**Aim**
Beginning with the line where "the blue sky" appears, restate the lines word for word through the last one in the listing.

**Material supplied**
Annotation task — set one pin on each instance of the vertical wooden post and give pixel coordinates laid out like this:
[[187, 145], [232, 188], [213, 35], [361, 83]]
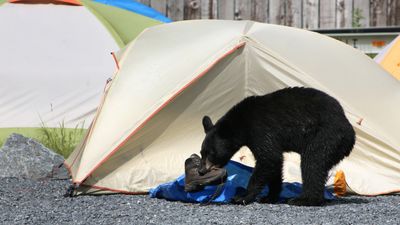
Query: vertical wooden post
[[260, 10], [243, 9], [294, 13], [144, 2], [344, 13], [226, 9], [360, 13], [192, 9], [160, 6], [327, 14], [175, 9], [277, 12], [393, 13], [378, 13], [208, 9]]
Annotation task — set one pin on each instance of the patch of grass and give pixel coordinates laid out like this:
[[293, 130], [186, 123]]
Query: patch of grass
[[59, 139], [62, 140], [31, 132]]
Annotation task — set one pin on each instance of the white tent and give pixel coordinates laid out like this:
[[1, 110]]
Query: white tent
[[172, 75], [55, 58]]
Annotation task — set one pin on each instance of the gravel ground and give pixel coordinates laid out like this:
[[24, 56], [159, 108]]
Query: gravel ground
[[41, 202]]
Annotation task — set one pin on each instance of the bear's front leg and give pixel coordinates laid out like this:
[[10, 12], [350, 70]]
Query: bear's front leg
[[264, 173]]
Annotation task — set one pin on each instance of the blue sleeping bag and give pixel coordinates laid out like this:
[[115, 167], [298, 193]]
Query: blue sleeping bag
[[238, 177]]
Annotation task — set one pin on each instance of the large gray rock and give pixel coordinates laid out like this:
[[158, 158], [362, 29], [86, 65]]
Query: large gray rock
[[26, 158]]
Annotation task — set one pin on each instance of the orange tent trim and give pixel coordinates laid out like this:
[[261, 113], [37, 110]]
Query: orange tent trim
[[66, 2]]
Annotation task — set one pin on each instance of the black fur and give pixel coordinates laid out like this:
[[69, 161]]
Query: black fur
[[303, 120]]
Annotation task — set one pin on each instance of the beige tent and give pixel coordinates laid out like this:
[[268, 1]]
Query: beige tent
[[174, 74]]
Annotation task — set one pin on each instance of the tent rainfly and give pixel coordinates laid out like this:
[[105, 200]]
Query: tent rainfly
[[389, 58], [173, 74], [55, 57]]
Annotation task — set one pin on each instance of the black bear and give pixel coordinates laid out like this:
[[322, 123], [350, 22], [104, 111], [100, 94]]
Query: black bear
[[303, 120]]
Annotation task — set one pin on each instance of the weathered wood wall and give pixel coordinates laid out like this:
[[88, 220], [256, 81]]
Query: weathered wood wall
[[310, 14]]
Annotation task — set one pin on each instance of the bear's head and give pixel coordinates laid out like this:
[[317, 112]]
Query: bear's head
[[217, 148]]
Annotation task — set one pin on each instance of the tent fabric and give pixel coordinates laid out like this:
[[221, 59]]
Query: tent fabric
[[55, 60], [389, 58], [236, 183], [137, 8], [173, 74]]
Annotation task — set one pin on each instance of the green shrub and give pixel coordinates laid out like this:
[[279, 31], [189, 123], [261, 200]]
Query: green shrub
[[62, 140]]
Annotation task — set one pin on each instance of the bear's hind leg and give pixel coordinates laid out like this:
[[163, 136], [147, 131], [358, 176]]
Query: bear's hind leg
[[265, 172], [314, 171]]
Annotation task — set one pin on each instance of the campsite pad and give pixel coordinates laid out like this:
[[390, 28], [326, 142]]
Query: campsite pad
[[238, 177]]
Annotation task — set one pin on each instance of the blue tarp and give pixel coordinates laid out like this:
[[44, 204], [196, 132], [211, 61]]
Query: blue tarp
[[136, 7], [238, 177]]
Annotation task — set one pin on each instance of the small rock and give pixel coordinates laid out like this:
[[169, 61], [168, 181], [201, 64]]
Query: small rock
[[24, 157]]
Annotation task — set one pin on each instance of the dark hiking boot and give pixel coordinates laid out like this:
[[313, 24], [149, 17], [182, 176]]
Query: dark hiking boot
[[196, 182]]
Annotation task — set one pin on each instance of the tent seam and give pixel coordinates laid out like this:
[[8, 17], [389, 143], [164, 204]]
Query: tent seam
[[199, 76]]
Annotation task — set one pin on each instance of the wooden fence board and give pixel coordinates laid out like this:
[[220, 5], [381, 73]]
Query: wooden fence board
[[378, 13], [192, 10], [261, 10], [293, 12], [277, 11], [175, 9], [145, 2], [160, 6], [344, 13], [209, 9], [310, 14], [360, 13], [243, 9], [327, 17], [226, 9]]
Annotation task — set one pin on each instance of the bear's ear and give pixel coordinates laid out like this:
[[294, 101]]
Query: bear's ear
[[207, 123]]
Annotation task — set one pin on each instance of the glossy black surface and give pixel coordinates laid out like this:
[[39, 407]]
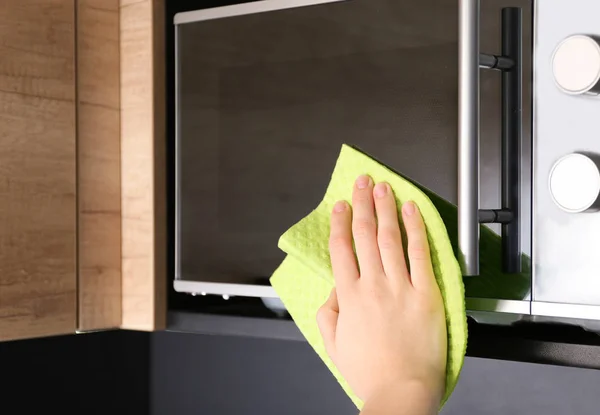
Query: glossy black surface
[[546, 343], [267, 99]]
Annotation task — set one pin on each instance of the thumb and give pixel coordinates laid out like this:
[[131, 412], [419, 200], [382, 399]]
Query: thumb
[[327, 318]]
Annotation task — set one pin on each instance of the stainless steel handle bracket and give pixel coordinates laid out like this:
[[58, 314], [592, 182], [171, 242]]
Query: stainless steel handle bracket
[[469, 62]]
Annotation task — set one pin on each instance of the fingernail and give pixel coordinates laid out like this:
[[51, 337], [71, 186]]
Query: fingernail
[[340, 206], [380, 190], [409, 208], [363, 181]]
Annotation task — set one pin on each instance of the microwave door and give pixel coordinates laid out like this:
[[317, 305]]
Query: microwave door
[[266, 98]]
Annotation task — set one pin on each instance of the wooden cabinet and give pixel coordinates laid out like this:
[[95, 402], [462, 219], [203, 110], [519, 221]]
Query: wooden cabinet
[[82, 216]]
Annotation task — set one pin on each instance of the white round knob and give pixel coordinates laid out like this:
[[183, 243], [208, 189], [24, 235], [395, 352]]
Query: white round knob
[[575, 183], [576, 65]]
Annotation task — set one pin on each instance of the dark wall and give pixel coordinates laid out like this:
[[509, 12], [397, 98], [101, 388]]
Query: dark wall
[[96, 373], [197, 374]]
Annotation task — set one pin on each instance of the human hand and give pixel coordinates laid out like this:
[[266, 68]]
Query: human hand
[[383, 326]]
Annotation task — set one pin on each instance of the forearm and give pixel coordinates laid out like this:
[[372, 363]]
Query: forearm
[[409, 399]]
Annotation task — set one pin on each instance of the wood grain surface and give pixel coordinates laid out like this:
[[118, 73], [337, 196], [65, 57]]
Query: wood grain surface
[[98, 161], [37, 169], [143, 195]]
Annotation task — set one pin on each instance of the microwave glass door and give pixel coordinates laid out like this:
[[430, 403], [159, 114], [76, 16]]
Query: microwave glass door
[[267, 94]]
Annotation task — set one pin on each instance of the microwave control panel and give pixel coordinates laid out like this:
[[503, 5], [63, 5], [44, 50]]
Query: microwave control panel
[[566, 156]]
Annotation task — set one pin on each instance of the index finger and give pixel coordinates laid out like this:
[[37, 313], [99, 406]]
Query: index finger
[[419, 257], [343, 260]]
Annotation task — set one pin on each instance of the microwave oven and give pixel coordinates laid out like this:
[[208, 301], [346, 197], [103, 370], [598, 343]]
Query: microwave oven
[[489, 104]]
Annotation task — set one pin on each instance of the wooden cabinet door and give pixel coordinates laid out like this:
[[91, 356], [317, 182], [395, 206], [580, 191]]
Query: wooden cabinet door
[[38, 238], [82, 168]]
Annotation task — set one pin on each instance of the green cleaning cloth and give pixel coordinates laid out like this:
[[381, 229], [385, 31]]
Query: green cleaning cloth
[[304, 279]]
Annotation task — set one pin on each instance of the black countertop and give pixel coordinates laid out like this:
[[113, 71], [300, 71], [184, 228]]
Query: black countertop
[[527, 342]]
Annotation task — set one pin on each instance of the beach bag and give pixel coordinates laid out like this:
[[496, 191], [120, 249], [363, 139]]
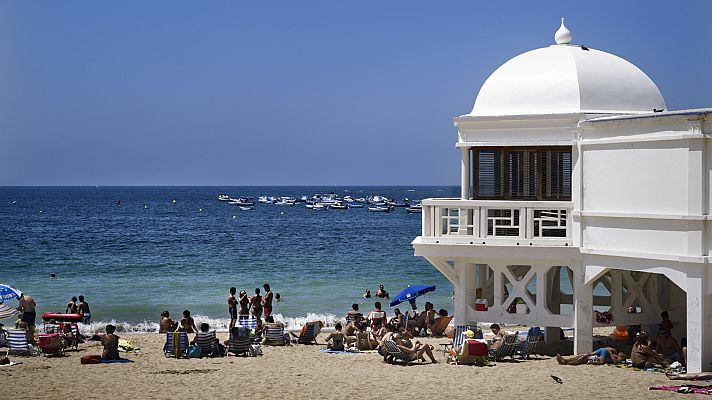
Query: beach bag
[[193, 351]]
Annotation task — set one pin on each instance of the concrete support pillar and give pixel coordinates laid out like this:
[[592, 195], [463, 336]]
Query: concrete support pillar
[[464, 292], [465, 175], [699, 326], [583, 311]]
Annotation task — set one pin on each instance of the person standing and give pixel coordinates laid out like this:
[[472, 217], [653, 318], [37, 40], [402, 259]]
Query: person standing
[[256, 302], [72, 307], [267, 300], [232, 307], [28, 308], [84, 310]]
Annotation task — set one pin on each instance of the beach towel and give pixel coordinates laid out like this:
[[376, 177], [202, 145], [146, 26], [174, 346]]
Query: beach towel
[[685, 389]]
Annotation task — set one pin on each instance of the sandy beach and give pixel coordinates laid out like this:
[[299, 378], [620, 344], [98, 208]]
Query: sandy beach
[[301, 371]]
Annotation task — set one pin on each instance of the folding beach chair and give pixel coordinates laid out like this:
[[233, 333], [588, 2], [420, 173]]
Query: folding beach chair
[[274, 335], [390, 348], [18, 344], [506, 349], [207, 341], [50, 344], [527, 347], [176, 344], [239, 343], [308, 333]]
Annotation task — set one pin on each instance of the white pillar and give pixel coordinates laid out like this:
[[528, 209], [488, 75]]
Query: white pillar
[[464, 292], [465, 175], [699, 327], [583, 311]]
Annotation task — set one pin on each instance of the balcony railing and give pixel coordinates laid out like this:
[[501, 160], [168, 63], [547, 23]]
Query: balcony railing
[[497, 222]]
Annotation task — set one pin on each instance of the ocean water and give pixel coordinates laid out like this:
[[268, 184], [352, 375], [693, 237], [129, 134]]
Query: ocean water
[[147, 254]]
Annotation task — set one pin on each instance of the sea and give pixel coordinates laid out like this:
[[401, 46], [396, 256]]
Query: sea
[[136, 251]]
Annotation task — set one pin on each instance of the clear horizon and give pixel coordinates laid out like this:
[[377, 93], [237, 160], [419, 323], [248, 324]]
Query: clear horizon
[[175, 93]]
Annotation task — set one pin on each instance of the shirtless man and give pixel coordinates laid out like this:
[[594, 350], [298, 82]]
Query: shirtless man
[[267, 300], [72, 307], [668, 347], [244, 302], [84, 310], [256, 302], [642, 355], [232, 307], [28, 309]]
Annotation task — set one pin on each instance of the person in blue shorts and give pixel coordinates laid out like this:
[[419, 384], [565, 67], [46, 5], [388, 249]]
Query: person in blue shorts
[[604, 355]]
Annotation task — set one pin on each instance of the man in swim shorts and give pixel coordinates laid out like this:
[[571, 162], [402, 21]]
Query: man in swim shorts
[[28, 309]]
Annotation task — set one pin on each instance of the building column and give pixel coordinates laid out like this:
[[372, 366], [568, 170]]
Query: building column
[[699, 327], [464, 292], [583, 312], [465, 174]]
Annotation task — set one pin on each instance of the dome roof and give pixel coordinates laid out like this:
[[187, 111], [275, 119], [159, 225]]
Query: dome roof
[[565, 78]]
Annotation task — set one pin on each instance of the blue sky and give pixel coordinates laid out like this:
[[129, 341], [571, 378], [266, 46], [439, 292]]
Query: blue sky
[[290, 92]]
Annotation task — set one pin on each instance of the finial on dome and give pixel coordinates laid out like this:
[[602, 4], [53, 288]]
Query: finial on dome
[[563, 35]]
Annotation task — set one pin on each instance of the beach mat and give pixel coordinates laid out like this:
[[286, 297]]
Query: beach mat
[[330, 351], [685, 389]]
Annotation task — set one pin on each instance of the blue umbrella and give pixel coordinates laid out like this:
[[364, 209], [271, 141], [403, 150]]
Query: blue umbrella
[[410, 293], [8, 292]]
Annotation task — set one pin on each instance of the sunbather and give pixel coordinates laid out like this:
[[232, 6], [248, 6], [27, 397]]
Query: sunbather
[[604, 355], [642, 355], [336, 339]]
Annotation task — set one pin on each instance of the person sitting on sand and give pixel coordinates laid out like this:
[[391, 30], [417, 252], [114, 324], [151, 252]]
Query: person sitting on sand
[[416, 348], [336, 339], [187, 324], [499, 335], [166, 324], [72, 307], [642, 355], [382, 293], [604, 355], [667, 346]]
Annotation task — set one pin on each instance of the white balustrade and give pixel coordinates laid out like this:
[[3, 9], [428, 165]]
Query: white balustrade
[[497, 222]]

**Solution for this task**
Annotation task — set one pin on each instance of the blue sky and give pixel coordinates laid out like this:
[[129, 341], [571, 378], [266, 46], [439, 292]]
Query: blue sky
[[290, 92]]
Annotation task — set one pin on each instance of the finial on dome and give pixel coordinates laid out like this:
[[602, 4], [53, 288]]
Query: finial on dome
[[563, 35]]
Annotation task — set one pin on each instance of the beach mat and give pixel coordinates laid out like this:
[[286, 297]]
Query: beach mat
[[330, 351], [685, 389]]
Annotation task — set one pin on each instance of the blue umbrella and give pixel coordinates laid out like this:
[[364, 209], [271, 141], [403, 150]]
Query: blue umbrella
[[410, 293], [8, 292]]
Annotation task — set one pin on each instance of the sunbather and give pixel coordinates laid out like this:
[[232, 6], [248, 6], [27, 397]]
Query: sunbather
[[604, 355], [642, 355], [336, 339]]
Annotation task — set one pin on each instance of the person sitting on sand and give pixel coordinates laid out like this:
[[391, 30], [417, 252], [114, 324], [151, 252]]
Query: person sitting on sand
[[416, 348], [336, 339], [187, 324], [499, 335], [166, 324], [72, 307], [642, 355], [382, 293], [604, 355], [667, 346]]
Annotation task — set one pin on each instance of the white balustrade and give pixel coordinates laid out like this:
[[3, 9], [428, 165]]
Query: white balustrade
[[497, 222]]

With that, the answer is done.